Work to be completed | Give back the entire listing verbatim.

Material provided |
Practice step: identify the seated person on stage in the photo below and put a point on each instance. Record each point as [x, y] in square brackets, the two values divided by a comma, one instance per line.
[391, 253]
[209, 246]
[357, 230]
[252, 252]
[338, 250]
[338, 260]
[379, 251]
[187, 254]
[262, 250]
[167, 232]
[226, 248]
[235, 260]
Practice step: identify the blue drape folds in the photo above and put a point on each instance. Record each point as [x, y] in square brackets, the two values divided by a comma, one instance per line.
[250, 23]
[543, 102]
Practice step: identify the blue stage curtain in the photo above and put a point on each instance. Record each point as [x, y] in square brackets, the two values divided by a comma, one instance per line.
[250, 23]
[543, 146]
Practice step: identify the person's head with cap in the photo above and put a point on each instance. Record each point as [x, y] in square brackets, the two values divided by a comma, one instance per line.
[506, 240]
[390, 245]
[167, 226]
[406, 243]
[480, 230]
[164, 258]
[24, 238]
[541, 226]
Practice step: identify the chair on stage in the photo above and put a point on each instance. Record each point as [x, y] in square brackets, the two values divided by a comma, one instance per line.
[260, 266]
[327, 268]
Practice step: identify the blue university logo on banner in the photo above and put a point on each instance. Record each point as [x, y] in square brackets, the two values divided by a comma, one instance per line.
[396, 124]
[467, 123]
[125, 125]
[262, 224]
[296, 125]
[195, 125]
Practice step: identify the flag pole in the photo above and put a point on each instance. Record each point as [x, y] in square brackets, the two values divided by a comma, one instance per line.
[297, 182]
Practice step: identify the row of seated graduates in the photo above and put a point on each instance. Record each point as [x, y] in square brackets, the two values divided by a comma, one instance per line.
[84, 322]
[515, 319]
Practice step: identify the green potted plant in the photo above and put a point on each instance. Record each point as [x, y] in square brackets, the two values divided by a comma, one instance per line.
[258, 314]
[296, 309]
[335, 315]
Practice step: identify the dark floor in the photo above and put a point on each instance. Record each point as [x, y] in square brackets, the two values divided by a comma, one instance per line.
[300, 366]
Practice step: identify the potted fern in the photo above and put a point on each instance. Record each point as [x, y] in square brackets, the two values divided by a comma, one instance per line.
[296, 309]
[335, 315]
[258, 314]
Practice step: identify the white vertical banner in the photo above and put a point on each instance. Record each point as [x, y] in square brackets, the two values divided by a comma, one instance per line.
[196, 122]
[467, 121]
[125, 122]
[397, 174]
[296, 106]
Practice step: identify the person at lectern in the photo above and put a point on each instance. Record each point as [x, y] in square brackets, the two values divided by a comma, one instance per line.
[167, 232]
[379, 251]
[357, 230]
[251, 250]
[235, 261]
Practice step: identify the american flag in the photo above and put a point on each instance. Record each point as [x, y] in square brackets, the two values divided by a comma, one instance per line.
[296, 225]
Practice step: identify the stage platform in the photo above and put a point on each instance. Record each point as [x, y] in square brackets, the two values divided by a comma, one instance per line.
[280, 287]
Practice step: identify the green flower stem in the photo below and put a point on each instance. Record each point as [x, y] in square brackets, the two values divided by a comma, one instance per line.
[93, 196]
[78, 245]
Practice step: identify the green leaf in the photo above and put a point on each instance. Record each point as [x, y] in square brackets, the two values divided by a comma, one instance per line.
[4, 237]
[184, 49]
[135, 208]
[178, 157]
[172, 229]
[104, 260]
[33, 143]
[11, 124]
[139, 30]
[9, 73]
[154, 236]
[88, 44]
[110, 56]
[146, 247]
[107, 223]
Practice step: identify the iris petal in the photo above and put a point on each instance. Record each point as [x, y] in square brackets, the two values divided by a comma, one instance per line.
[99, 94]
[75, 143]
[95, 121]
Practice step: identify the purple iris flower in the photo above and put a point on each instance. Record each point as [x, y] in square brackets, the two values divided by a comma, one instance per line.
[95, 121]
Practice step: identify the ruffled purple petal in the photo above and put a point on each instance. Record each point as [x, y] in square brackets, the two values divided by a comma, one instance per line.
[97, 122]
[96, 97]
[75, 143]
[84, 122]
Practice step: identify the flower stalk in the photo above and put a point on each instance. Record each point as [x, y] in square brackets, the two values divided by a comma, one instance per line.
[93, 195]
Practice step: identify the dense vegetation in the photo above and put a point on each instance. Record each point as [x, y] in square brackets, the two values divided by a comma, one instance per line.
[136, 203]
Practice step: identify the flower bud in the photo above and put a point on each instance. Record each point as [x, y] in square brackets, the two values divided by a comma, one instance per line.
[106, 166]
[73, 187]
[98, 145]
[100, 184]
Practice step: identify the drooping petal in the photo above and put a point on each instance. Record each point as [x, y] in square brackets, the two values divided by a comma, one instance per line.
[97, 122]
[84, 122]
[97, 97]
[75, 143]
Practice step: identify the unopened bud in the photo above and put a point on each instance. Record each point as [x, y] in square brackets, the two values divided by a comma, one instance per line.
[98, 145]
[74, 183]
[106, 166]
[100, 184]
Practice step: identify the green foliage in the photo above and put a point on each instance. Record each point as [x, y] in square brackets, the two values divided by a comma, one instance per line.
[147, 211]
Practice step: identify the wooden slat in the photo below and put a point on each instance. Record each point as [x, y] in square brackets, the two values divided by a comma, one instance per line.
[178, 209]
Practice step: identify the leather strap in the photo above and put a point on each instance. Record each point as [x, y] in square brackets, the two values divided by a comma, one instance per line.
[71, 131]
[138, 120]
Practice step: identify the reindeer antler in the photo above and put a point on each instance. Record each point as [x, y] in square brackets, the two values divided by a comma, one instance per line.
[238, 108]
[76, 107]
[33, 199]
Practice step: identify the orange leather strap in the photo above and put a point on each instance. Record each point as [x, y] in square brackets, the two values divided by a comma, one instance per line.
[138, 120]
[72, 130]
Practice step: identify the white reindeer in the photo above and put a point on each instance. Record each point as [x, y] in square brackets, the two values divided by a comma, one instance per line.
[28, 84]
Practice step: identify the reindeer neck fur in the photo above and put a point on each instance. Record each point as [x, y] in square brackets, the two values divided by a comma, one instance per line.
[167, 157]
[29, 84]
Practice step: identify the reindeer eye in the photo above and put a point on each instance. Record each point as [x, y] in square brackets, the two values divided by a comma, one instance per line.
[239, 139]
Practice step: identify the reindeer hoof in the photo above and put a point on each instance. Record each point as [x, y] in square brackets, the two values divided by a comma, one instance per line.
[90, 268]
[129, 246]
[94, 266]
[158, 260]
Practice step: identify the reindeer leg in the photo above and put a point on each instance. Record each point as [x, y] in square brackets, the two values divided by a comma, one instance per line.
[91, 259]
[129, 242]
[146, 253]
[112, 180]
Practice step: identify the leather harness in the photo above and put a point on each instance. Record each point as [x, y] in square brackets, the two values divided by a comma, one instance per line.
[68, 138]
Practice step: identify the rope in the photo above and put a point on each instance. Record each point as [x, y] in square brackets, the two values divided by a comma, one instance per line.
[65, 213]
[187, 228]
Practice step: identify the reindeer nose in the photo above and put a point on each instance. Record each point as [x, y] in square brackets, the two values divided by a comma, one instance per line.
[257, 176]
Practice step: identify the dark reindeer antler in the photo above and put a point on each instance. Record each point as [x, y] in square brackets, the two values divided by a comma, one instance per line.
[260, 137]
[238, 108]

Your solution |
Practice step: identify the seated person on stage in the photo below and put a point on each instance. Record each point as [x, y] in square brackets, the two values divided by a comma, one instance per line.
[391, 253]
[209, 246]
[357, 230]
[252, 252]
[338, 250]
[338, 260]
[379, 251]
[187, 254]
[262, 250]
[167, 232]
[226, 248]
[235, 260]
Practice step: identify the blue drape folds in the photo above and put a point on each instance. Record each point as [x, y] in square brackets, the two values divided by a comma, one instance per line.
[250, 23]
[543, 102]
Practice step: identify the blue stage curtain in the photo above and put a point on each instance. Record each point as [x, y] in square brackets, the two values divided by a comma, one instance per line.
[250, 23]
[543, 146]
Practice step: identify the person's head with cap in the photo above and put a point on each instance. Record each point as [x, y] in square brackets, the two values divided by a comma, one instance per line.
[506, 240]
[390, 245]
[167, 226]
[406, 243]
[480, 230]
[164, 258]
[24, 238]
[541, 226]
Practice step: identify the chair on stage in the photo above and put a point on each instance. Record each point as [x, y] in square brackets, the two values divided by a comma, one instance per line.
[260, 266]
[327, 268]
Practice step: identify the blue university logo on banner in the photo above and put a point on each instance. Record each point as [x, y] in square brackets, the two values divided by a comma, one instance per line.
[396, 124]
[467, 123]
[125, 125]
[262, 224]
[296, 125]
[195, 125]
Practice step: identify the flag pole in the photo above and put a point on each instance. Record each point as [x, y] in square brackets, the two values divided by a comma, one instance per line.
[297, 182]
Practice step: identify the row of seated graduates in the photo above and put a point on each instance. Record each point as [x, y] in square brackets, the two values divided by a comma, one instance per line.
[84, 322]
[515, 319]
Practice step: identify the green potted plant in the photo above and put a point on each instance. Record each point as [x, y] in square brackets, the two values divided by a comma, one instance per line.
[258, 314]
[296, 309]
[335, 315]
Practice step: identify the dark floor in the photo above and put a point on each instance. Record each point as [x, y] in square brackets, the two values divided by a comma, one instance per line.
[300, 366]
Practice step: identify the potted fern in the photo above and put a point on each instance. Record each point as [x, y] in square brackets, the two values divided by a comma, one instance per line.
[296, 309]
[335, 315]
[258, 314]
Practice step: identify the white vertical banner in the photo above and put a point on each instance. Record each point as [x, y] in square brackets, the two values divided by a comma, one instance per line.
[196, 122]
[467, 121]
[125, 122]
[397, 174]
[296, 106]
Practice step: identify the person at lectern in the photo above and put a point on each instance. Record each point as [x, y] in square brackets, the two values divided by a comma, one instance per line.
[167, 232]
[379, 251]
[357, 230]
[251, 250]
[235, 261]
Practice step: identify the american flag in the photo above and put a point on each instance. Record each point as [x, y] in square brackets, the two values divided by a comma, one instance per line.
[296, 225]
Practice step: identify the stage platform in the photo above and put a point on each instance. Record each point as [x, y] in square brackets, the two values divided by a comma, one instance per line.
[280, 287]
Practice step: identify the green flower stem in the photo below and put a point on each instance. Record each point as [x, y] in square brackets, the two values divided by a comma, one instance per line.
[93, 196]
[78, 245]
Practice step: identify the green leaf in the photo above and put a point on each instance. Record each point as [x, y] in square brackets, the two values divided by a comma, one instance per line.
[4, 237]
[184, 49]
[135, 208]
[178, 157]
[172, 229]
[104, 260]
[33, 143]
[11, 124]
[139, 30]
[9, 73]
[154, 236]
[88, 44]
[110, 56]
[146, 247]
[107, 223]
Practice step: identify the iris petal in the photo above and put a point on each instance. Record each point as [x, y] in square brackets, the two values divided by a comma, one instance per line.
[99, 94]
[75, 143]
[95, 121]
Practice step: identify the purple iris flower in the photo above and put a point on each instance. Record each point as [x, y] in square brackets, the two values divided by a comma, one instance per line.
[95, 121]
Practice step: identify the ruffled purple petal in the photo above and put a point on each instance. Record each point as [x, y] in square brackets, the two values divided by a comma, one instance per line.
[97, 122]
[96, 97]
[75, 143]
[84, 122]
Practice step: identify the flower stalk in the photo above and put a point on each instance. Record each point as [x, y] in square brackets, the two values divided by a comma, one instance per line.
[93, 195]
Practice step: identify the dense vegetation in the photo above and put a point on each instance. Record each point as [x, y] in square brackets, the two values divided by a comma, one instance per line.
[136, 203]
Practice step: identify the flower bud in the photo above and put a point on each instance. Record each point as [x, y] in square brackets, the two values divided by a comma, one instance per line.
[106, 166]
[73, 187]
[98, 145]
[100, 184]
Practice step: identify the drooping petal in the photo above and put a point on each instance. Record each point as [x, y] in square brackets, the two values divided by a comma, one instance per line.
[97, 122]
[84, 122]
[97, 97]
[75, 143]
Practice step: identify the unopened bud in the photo above and put a point on each instance. Record each point as [x, y] in square brackets, the two values divided by a comma, one instance per line.
[98, 145]
[74, 183]
[106, 166]
[100, 184]
Practice step: identify the green foliage in the photo above and put a point on each instance. Record each point as [x, y] in square brackets, the two values divided by a comma, one instance per line.
[147, 211]
Practice step: identify the wooden slat in the photo below and put a point on each instance. Record each point as [x, y] in square brackets, the two values divided by a comma, one instance per line.
[178, 209]
Practice step: identify the leather strap in the photo above and put a point on each instance. Record each point as [x, y] in square brackets, the two values divided by a comma, one instance per line.
[71, 131]
[138, 120]
Practice step: identify the reindeer antler in the photo above and put a point on each instance. Record each point as [x, y] in square brackets, the two values divided by a comma, one instance per line.
[238, 108]
[76, 107]
[33, 199]
Practice step: identify the orange leather strap in the photo above and put a point on each instance. Record each point as [x, y] in square brackets, the two values divided by a comma, one instance per line.
[138, 120]
[72, 130]
Practice step: identify the white reindeer in the photo above and put a point on each instance. Record each point as [x, y] in square brackets, the two values divided by a comma, one instance per line.
[28, 84]
Practice step: identify the reindeer neck fur in the photo above and put a point on each instance. Record each point as [x, y] in square brackets, the two values divided by a comma, one instance per line.
[167, 157]
[29, 84]
Practice step: identify the reindeer eye in the photo above and put a point on each instance. Record each point as [x, y] in square brackets, the two values divided by a comma, one instance per line.
[239, 139]
Practice step: identify the reindeer hoof in the photo above and put a point on each instance. Record each point as [x, y] in square brackets, the two values divided by a comma, one instance per line.
[90, 268]
[129, 246]
[94, 266]
[158, 260]
Practice step: identify the reindeer leg in the photo above and put a point on each instance. Record each point as [x, y] in square brackets, the two values divided by a comma, one instance per line.
[91, 259]
[129, 242]
[146, 253]
[112, 180]
Practice step: identify the leather harness in the photo above and put a point on each instance. Record each point as [x, y] in square brackets, the two values divided by a comma, one instance per line.
[68, 138]
Practice step: identify the rope in the photo above and put a point on each instance. Record each point as [x, y] in square brackets, the two values divided by a comma, one instance per line.
[65, 213]
[187, 228]
Practice step: identify the reindeer nose in the photo above and put a point on each instance. Record each point as [x, y] in square brackets, the two values divided by a comma, one instance per line.
[257, 176]
Practice step: identify the dark reindeer antler in the photo above and put a point on each instance. Record each point as [x, y] in square brackets, the two values divided by a comma, one instance per line.
[260, 137]
[238, 108]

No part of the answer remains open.